Thursday At The 152nd Open
Daniel Brown posts a late 65 to lead Shane Lowry by one. Several stars seem surprised by the wind direction that was forecast for days. Plus, the Postage Stamp delivers again.
Round One By The Numbers
66: Low round by Daniel Brown
74.451: Round one scoring average
17: Rounds under par
10: Rounds in the 60s.
12: Rounds in the 80s.
4.397: Scoring avg for 12th, the toughest hole in round one
10 ft 7 inches: green speed after mowing.
7,341 yards: Round one yardage (7385 yards from the tips)
118: Postage Stamp yardage in round one.
5th: Rank in difficulty during round one.
156: Number of players who completed round one. Roman Langasque retired after 8 holes.
Day one of the 152nd Open will never make a top 100 list of toughest days in championship history. Yet you’d never know it listening to players describe surprise—even regret—at the non-prevailing wind direction forecasted for days and even on full display during Wednesday’s final practice round.

☆ ☆ ☆ ☆ ☆ ☆ ☆

◆ **Brief**
Retype the passage of the article on the opening round of the 152nd Open, starting with "Round One By" and going on through "after 8 holes.".

[Excerpt from a dataset]

☆ ☆ ☆ ☆ ☆ ☆ ☆

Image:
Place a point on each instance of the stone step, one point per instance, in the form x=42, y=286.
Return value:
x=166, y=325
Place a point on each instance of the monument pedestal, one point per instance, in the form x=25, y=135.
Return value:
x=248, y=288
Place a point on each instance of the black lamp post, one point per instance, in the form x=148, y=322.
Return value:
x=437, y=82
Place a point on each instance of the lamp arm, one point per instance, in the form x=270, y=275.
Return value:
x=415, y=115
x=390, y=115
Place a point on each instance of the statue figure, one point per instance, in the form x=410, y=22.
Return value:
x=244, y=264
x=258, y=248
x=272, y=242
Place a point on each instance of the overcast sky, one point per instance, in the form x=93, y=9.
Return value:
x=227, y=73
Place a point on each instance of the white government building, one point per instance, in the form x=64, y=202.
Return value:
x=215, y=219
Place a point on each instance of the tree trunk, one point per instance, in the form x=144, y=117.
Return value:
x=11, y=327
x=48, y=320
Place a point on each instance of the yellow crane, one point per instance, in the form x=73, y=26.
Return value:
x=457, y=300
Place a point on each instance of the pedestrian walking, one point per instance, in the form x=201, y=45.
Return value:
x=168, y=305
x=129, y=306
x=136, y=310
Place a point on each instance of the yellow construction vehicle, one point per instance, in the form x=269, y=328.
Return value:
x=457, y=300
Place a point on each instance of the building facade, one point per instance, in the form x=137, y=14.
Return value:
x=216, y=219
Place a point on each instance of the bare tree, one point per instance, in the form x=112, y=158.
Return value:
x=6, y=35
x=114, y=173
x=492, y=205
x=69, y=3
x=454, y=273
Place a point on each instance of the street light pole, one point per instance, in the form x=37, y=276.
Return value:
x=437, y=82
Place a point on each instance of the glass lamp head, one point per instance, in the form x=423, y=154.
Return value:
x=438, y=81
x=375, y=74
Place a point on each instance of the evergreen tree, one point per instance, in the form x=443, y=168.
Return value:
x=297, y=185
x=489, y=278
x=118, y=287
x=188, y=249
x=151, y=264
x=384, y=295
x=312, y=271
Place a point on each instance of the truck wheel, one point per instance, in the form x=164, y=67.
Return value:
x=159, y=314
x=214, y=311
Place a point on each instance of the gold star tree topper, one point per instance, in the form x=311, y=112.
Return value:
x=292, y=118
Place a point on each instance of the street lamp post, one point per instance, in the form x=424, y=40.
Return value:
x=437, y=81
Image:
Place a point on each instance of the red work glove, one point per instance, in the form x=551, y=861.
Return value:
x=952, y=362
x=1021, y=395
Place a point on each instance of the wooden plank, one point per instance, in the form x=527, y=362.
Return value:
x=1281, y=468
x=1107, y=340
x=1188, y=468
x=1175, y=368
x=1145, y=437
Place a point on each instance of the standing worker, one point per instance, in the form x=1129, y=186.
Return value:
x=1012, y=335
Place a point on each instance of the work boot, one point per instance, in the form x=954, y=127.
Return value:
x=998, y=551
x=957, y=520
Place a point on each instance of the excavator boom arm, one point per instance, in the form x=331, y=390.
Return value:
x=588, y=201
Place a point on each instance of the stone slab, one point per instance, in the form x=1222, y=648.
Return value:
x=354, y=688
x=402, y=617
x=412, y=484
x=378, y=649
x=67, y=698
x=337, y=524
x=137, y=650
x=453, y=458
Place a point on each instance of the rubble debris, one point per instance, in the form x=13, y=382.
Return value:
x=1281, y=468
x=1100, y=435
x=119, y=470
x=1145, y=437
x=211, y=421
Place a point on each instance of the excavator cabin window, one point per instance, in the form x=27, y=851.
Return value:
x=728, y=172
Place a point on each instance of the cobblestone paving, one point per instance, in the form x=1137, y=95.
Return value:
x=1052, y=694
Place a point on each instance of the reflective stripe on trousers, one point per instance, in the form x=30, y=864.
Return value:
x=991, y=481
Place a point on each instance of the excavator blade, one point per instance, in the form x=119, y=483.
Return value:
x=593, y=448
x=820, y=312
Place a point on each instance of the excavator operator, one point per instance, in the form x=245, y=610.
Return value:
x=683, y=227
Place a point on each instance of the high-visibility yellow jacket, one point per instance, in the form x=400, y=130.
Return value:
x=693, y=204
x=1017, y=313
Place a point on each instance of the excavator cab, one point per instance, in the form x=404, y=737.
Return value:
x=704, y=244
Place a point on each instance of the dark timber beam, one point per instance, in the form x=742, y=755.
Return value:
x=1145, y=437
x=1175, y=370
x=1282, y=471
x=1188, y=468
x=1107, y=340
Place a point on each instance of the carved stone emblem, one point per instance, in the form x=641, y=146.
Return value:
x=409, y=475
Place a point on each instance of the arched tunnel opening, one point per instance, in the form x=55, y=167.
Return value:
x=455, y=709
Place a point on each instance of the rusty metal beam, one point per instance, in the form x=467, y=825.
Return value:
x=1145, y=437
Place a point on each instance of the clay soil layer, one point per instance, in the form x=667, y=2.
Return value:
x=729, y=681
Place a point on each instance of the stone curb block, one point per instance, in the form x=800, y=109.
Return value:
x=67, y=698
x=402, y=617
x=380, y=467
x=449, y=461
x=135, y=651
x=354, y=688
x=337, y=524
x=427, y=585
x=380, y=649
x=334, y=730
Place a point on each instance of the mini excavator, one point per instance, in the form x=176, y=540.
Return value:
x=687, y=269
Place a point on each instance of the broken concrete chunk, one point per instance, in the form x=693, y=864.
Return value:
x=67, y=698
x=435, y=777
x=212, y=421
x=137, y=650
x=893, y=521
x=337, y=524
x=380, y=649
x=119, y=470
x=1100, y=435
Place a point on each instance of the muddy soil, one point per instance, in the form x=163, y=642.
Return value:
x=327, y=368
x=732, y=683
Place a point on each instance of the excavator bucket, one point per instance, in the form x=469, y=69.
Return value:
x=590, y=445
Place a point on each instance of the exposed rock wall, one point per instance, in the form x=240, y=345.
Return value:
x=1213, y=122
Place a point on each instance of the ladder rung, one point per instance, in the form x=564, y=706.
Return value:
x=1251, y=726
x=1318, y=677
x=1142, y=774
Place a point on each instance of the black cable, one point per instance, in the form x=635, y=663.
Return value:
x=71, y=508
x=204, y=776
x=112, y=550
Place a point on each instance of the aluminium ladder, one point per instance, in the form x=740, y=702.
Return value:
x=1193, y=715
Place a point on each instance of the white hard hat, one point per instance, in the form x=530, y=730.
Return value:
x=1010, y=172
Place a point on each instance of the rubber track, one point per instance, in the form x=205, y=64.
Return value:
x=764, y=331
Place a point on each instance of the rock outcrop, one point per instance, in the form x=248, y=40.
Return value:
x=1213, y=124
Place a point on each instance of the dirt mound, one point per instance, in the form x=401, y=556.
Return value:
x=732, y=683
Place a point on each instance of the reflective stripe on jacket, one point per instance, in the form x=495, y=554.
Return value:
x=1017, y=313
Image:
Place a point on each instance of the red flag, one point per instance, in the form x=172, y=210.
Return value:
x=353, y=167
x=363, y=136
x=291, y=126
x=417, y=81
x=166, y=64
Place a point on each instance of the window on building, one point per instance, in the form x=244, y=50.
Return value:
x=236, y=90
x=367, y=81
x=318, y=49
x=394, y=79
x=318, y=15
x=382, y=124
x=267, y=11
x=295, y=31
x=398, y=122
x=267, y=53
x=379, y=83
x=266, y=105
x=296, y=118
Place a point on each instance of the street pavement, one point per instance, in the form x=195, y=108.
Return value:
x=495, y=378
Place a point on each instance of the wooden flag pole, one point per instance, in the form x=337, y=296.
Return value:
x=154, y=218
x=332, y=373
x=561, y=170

☆ ☆ ☆ ☆ ☆ ☆ ☆

◆ **Solution for this exercise**
Round One By The Numbers
66: Low round by Daniel Brown
74.451: Round one scoring average
17: Rounds under par
10: Rounds in the 60s.
12: Rounds in the 80s.
4.397: Scoring avg for 12th, the toughest hole in round one
10 ft 7 inches: green speed after mowing.
7,341 yards: Round one yardage (7385 yards from the tips)
118: Postage Stamp yardage in round one.
5th: Rank in difficulty during round one.
156: Number of players who completed round one. Roman Langasque retired after 8 holes.